▸ Work task
Through the end of the data below, output every line exactly, beginning with the line that contains "of the water".

▸ Source data
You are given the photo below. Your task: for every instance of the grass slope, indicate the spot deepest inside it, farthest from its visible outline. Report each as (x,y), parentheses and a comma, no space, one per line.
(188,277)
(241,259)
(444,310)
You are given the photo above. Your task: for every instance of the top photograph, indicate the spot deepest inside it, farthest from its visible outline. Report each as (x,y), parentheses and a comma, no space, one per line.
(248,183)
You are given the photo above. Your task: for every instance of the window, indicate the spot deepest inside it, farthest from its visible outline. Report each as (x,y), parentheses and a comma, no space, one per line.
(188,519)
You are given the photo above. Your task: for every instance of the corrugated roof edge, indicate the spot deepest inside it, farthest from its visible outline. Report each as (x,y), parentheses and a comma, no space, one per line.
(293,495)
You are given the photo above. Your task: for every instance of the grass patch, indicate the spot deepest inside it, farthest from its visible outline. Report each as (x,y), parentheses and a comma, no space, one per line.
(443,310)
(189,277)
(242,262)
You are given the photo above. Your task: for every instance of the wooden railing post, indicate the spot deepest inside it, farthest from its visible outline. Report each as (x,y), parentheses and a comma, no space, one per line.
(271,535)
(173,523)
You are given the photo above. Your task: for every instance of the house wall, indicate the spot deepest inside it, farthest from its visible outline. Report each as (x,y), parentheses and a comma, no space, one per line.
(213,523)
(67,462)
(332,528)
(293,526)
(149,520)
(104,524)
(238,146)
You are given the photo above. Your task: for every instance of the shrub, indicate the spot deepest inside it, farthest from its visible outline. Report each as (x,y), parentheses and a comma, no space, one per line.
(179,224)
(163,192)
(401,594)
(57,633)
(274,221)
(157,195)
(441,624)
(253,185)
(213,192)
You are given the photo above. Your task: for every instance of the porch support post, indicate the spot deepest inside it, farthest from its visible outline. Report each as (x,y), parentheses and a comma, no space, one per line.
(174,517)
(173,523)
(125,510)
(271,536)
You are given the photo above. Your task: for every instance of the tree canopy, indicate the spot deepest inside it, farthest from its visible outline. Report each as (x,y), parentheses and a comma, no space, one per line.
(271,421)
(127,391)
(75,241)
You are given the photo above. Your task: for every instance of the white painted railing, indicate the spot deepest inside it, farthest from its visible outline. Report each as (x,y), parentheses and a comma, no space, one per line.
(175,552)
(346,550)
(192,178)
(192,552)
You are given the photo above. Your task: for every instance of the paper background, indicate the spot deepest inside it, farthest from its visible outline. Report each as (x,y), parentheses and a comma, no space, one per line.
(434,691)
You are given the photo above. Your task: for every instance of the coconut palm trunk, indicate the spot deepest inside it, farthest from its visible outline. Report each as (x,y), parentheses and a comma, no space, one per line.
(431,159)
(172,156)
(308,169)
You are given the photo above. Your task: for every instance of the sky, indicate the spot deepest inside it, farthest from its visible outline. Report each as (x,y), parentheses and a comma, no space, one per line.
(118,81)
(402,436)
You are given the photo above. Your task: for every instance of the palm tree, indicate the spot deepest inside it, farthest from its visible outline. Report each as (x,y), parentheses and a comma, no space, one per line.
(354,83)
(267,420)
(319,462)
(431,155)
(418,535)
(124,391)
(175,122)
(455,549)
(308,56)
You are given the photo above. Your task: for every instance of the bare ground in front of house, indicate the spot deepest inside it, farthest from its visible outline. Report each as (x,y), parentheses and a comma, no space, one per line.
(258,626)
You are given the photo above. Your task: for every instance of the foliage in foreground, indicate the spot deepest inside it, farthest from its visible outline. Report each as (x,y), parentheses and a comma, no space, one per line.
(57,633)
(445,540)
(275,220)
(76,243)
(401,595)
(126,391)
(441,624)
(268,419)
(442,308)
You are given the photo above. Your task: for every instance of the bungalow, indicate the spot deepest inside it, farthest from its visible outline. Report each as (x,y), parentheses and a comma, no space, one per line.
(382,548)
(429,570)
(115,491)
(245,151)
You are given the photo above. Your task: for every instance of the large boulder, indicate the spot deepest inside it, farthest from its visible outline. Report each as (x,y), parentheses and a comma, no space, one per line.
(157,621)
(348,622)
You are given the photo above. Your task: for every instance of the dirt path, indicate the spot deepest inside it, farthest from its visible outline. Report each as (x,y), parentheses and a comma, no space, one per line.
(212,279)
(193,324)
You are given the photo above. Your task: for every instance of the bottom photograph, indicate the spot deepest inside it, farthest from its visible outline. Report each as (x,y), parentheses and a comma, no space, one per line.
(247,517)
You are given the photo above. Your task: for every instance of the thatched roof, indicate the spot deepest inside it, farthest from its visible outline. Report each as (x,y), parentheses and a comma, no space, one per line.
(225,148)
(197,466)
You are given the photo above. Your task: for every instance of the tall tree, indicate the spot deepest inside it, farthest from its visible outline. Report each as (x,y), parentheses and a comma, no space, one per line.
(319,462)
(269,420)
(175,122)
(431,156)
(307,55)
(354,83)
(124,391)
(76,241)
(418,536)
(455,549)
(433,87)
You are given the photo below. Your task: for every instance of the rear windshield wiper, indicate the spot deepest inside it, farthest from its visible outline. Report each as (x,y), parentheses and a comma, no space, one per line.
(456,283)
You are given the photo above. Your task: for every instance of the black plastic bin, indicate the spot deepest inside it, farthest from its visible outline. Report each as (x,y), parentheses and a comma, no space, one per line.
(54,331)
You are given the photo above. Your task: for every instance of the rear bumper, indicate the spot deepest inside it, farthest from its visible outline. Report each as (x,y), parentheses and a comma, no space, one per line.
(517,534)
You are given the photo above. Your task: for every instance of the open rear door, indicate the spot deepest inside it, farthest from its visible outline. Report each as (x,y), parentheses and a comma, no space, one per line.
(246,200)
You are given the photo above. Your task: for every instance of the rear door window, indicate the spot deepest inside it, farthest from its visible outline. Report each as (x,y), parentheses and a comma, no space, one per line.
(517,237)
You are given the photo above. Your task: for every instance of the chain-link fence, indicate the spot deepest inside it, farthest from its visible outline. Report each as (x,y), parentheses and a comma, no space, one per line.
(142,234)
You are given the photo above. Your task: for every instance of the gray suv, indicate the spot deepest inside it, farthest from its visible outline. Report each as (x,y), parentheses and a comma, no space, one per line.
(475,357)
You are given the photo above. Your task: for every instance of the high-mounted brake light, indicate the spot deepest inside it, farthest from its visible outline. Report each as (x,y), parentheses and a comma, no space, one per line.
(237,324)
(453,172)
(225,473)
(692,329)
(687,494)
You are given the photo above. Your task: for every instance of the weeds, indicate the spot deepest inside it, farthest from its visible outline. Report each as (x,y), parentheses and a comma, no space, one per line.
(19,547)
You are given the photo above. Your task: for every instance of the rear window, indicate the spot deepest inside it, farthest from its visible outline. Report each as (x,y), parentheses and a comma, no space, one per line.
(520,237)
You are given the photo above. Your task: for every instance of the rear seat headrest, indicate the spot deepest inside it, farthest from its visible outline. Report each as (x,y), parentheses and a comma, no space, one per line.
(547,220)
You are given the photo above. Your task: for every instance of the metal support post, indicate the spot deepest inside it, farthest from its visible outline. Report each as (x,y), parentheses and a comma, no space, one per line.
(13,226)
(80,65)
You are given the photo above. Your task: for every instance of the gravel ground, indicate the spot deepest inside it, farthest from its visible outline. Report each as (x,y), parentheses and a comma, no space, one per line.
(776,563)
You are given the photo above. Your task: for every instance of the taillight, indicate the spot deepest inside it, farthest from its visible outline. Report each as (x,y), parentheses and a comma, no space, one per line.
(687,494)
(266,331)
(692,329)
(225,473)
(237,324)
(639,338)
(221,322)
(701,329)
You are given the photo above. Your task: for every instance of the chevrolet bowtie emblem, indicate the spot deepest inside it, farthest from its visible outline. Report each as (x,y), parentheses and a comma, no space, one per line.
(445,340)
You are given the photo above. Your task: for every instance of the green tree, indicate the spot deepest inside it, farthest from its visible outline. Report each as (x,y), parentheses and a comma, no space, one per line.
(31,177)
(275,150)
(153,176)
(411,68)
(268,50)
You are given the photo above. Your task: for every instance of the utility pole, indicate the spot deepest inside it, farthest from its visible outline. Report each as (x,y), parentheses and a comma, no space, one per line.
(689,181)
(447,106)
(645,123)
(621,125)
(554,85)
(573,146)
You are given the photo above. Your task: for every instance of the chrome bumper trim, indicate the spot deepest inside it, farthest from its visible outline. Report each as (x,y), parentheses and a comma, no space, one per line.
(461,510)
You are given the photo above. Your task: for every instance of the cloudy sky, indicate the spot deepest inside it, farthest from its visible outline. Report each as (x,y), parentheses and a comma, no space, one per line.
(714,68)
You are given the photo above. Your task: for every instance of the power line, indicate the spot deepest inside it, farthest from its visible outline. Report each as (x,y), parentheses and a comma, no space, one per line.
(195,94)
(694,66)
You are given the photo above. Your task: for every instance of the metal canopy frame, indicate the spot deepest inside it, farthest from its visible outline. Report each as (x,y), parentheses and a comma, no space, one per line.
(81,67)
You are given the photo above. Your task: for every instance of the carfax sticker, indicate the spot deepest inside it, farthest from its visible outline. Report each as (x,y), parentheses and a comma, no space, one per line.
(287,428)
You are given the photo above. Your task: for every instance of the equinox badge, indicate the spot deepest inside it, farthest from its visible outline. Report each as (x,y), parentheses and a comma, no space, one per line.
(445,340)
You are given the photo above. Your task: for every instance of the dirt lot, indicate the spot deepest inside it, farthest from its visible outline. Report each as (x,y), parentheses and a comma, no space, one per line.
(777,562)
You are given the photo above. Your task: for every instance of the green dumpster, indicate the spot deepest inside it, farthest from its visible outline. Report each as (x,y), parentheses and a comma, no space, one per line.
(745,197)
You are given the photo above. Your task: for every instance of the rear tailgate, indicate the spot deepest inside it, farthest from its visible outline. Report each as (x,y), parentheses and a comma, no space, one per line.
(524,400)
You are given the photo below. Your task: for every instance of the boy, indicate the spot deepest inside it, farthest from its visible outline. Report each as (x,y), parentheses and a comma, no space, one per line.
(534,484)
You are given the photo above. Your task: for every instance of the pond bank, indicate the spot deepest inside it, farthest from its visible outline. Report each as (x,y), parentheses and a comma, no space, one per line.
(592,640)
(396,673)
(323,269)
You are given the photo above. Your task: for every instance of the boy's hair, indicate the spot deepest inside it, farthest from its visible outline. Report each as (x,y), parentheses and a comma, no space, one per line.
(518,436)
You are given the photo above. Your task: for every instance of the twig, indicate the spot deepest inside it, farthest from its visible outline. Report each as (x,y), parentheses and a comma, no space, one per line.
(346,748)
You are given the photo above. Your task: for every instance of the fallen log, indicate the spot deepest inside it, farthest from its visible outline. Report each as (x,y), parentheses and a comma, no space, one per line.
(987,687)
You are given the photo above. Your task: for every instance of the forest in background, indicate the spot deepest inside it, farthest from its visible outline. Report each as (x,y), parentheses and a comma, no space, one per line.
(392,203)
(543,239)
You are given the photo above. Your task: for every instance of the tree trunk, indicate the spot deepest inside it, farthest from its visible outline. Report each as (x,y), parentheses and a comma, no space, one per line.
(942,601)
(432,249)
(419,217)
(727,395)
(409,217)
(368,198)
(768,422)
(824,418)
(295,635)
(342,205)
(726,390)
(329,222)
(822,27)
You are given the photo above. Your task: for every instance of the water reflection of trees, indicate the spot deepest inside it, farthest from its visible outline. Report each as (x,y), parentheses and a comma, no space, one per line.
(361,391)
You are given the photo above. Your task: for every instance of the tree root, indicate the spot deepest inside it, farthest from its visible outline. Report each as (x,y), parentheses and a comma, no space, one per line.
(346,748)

▸ Written answer
You are given the photo above. Your task: for every instance of the water reflection of trees, indicate the spot deepest inside it, farthest from its visible outline. Report each as (x,y), parentheses and a comma, no space, one per line.
(361,391)
You are given the photo above. Your task: for every instance of the tree root, indicate the spot deepest inside it, farthest from its visible outline. Report each as (x,y), parentheses and a comma, no space, one per line.
(346,748)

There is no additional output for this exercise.